■ Page excerpt:
Sunday, January 14, 2024

The Yasukuni Shrine, Meiji Oligarchy and Shinto Fascism: Then and Now

Yesterday was election day in Taiwan, and the pitch of the anti-China warmongering rhetoric from the neoliberal-neoconservative Japanese political block under the defacto leadership of Aso Taro has been conspicuous in the mass media.

In addition, a scandal surrounding the Japanese Self Defense Forces and the shrine has also just come to light, so the timing is right for this long overdue post. The headlines are full of citable evidence that enables these background factors to be synced with present developments in real time.

This blog was the first to raise, in English (or Japanese, for that matter), the attempts to exploit the Meiji Restoration by using the Japanese term “Ishin” from “Meiji Ishin” (i.e., “Meiji Restoration”) in the name of a new political party, and this post addresses topic matter along the same thematic lines. The bigger picture is that some of those with the reigns of political power currently in their grip in Japan are descendants of those that helped bring about the fall of the Tokugawa bakufu with the aid of the U.S. and UK to establish the Meiji Oligarchy (明治藩閥), and all of those parties seek to portray the Meiji Restoration as the pinnacle of Japanese history. 

I will post this in rough draft form and try to revisit it later to revise.

DEEP BACKGROUND

First, the Yasukuni Shrine was established after the Meiji Restoration to honor those that died in the battles to overthrow the Edo Bakufu (Tokugawa shogunate) and restore the emperor as sovereign after about 1,000 years of rule by military houses that were all headed by individuals related to the royal house with one exception: Toyotomi Hideyoshi.

■ Short problem: Repeat the Yasukuni Shrine post above word for word, from start to finish.

(Data items)
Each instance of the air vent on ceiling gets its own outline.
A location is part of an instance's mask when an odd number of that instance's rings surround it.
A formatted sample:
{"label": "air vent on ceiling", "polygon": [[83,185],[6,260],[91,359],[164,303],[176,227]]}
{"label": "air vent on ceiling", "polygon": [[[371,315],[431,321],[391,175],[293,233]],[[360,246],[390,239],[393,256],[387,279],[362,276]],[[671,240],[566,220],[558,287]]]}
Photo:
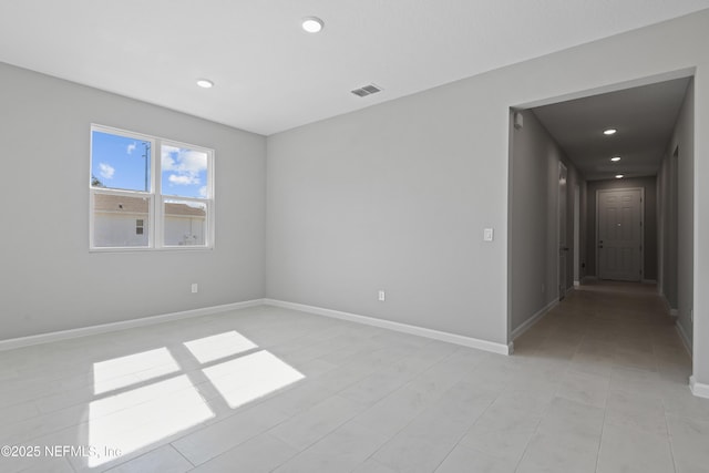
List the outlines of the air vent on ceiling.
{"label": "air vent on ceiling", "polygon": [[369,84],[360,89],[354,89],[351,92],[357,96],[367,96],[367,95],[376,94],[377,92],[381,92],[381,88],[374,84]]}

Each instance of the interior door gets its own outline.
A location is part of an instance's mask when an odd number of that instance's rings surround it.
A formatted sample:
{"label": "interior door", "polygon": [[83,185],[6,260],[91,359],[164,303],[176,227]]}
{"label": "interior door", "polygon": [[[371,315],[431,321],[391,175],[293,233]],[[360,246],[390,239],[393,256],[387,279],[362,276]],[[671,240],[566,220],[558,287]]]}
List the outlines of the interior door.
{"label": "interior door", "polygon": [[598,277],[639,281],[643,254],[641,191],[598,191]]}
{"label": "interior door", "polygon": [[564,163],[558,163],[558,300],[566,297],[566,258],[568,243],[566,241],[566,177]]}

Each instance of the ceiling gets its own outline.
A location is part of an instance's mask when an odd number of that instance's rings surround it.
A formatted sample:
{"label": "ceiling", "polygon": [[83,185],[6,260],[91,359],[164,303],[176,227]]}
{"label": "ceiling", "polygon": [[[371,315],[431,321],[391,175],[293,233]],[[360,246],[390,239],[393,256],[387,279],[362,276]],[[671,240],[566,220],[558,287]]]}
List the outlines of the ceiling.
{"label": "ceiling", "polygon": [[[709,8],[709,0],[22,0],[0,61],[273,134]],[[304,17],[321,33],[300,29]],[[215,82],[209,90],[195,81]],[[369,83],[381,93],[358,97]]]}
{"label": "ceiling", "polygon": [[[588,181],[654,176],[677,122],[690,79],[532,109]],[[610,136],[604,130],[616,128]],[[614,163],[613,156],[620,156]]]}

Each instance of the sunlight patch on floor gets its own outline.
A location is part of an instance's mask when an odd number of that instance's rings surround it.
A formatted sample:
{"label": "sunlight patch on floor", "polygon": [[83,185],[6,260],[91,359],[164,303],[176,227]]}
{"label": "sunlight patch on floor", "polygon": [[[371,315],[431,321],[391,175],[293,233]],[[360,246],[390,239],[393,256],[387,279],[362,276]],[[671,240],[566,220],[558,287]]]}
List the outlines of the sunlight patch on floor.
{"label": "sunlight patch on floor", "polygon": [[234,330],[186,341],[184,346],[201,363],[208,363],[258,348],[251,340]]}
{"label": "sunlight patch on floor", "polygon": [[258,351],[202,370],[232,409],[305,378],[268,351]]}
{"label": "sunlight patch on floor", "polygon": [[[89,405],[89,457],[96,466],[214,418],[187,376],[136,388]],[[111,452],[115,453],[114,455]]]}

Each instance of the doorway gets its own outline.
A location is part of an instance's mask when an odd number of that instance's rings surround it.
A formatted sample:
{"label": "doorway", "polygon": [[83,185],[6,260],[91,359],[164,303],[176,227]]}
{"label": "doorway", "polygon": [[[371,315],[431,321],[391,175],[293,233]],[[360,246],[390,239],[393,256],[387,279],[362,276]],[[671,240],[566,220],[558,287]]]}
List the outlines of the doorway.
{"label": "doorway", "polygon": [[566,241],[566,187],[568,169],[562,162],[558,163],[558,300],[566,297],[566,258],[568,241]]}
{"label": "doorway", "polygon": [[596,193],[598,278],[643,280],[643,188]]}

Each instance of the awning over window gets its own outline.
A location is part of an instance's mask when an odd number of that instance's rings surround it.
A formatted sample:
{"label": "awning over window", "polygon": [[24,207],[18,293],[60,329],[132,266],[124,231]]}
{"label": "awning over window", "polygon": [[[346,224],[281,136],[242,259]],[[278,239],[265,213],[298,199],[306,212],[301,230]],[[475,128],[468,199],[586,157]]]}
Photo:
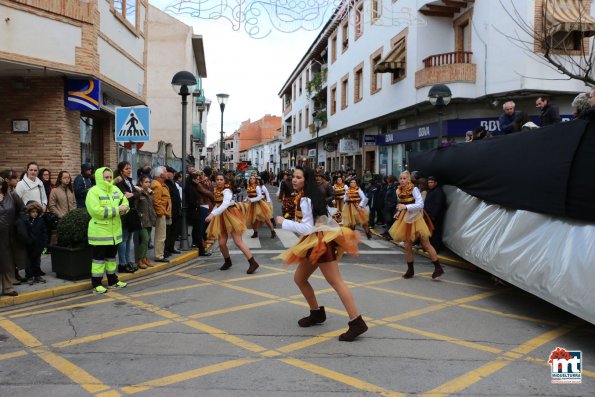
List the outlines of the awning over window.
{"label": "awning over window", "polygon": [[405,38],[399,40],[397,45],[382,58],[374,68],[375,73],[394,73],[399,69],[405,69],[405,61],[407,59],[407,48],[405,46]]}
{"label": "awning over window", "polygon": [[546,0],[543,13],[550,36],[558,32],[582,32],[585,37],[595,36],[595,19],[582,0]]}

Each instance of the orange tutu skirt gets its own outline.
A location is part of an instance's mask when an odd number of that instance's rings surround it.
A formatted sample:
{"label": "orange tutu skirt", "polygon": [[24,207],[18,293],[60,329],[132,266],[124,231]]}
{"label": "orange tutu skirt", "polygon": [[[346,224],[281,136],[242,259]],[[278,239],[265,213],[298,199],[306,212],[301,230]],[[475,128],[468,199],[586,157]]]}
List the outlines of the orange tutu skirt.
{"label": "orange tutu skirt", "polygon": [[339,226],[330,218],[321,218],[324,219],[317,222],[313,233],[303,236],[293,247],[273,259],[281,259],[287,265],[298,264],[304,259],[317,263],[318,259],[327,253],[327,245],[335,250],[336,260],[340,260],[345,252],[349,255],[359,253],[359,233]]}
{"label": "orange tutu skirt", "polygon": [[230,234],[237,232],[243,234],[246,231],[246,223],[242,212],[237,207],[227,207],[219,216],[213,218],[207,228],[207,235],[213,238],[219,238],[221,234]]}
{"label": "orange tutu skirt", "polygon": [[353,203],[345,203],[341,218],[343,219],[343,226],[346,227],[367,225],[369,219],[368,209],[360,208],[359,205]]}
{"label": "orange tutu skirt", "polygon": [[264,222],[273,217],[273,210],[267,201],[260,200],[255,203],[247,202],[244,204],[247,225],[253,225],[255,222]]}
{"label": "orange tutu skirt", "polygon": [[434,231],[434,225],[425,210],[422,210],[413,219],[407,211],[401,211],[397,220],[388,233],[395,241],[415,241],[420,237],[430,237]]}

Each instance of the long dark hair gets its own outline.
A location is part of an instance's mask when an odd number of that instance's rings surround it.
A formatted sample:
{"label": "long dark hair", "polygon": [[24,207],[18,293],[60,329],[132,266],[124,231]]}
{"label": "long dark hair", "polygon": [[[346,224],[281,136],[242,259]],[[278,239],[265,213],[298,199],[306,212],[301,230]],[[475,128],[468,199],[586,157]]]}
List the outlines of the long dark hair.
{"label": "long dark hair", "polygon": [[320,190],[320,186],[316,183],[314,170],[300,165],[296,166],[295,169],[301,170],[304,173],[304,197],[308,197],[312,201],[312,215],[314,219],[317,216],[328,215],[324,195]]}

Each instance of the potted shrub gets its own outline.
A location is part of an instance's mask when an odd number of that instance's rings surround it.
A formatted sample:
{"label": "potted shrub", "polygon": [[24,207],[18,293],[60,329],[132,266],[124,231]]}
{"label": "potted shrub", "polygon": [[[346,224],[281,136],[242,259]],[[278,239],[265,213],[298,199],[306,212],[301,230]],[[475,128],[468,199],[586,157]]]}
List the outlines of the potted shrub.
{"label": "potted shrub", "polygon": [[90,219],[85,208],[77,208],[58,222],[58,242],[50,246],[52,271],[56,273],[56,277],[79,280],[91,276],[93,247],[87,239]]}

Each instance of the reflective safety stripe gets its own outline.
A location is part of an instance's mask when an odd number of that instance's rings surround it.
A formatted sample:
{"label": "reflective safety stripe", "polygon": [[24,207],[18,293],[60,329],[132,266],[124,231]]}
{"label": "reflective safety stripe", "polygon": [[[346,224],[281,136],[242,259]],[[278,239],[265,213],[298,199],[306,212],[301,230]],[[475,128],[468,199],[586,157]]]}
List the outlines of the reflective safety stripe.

■ Solution below:
Sunday, January 14, 2024

The Yasukuni Shrine, Meiji Oligarchy and Shinto Fascism: Then and Now

Yesterday was election day in Taiwan, and the pitch of the anti-China warmongering rhetoric from the neoliberal-neoconservative Japanese political block under the defacto leadership of Aso Taro has been conspicuous in the mass media.

In addition, a scandal surrounding the Japanese Self Defense Forces and the shrine has also just come to light, so the timing is right for this long overdue post. The headlines are full of citable evidence that enables these background factors to be synced with present developments in real time.

This blog was the first to raise, in English (or Japanese, for that matter), the attempts to exploit the Meiji Restoration by using the Japanese term “Ishin” from “Meiji Ishin” (i.e., “Meiji Restoration”) in the name of a new political party, and this post addresses topic matter along the same thematic lines. The bigger picture is that some of those with the reigns of political power currently in their grip in Japan are descendants of those that helped bring about the fall of the Tokugawa bakufu with the aid of the U.S. and UK to establish the Meiji Oligarchy (明治藩閥), and all of those parties seek to portray the Meiji Restoration as the pinnacle of Japanese history. 

I will post this in rough draft form and try to revisit it later to revise.

DEEP BACKGROUND

First, the Yasukuni Shrine was established after the Meiji Restoration to honor those that died in the battles to overthrow the Edo Bakufu (Tokugawa shogunate) and restore the emperor as sovereign after about 1,000 years of rule by military houses that were all headed by individuals related to the royal house with one exception: Toyotomi Hideyoshi.